→ **SUPPLIED MATERIAL**
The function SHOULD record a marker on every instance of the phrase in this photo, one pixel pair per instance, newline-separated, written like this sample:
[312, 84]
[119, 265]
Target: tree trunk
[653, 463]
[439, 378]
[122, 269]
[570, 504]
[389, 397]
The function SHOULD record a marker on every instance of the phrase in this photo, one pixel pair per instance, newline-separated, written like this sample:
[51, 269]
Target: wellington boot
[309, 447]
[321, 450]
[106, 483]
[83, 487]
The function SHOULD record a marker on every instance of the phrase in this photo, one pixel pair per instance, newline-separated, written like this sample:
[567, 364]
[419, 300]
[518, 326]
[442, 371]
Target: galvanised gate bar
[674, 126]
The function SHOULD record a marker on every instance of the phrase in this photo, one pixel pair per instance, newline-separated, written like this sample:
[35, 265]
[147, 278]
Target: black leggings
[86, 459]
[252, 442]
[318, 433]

→ **WHAT NEEDS TO BE DONE**
Rewrite all the items above, substituting "coordinate pair" for "pixel pair" at each occurrence and leaving every other word unchanged.

→ **SOLUTION TO THE PROBLEM**
The function SHOULD record a marker on every instance of the phrase in this photo, one coordinate pair per instance, newline-separated, written like this sample:
[312, 84]
[119, 265]
Target: tree trunk
[653, 463]
[439, 378]
[122, 269]
[570, 504]
[389, 397]
The function SHOULD record a marker on every instance of the phrase in this photo, one coordinate pair per instance, newline-separated, written like this sample:
[51, 269]
Target: wellington boot
[309, 447]
[321, 450]
[106, 483]
[83, 487]
The function SHOULD record a marker on every instance of the phrase in this photo, one coordinate pair per instance, newline-separated, written like this sample:
[567, 364]
[419, 300]
[518, 326]
[442, 371]
Target: galvanised gate bar
[674, 126]
The function SHOULD record a marker on every instance of the phrase in this photo, one coordinate pair per instance, newline-separated, written like this sample:
[35, 265]
[147, 278]
Target: black leggings
[86, 459]
[252, 442]
[318, 433]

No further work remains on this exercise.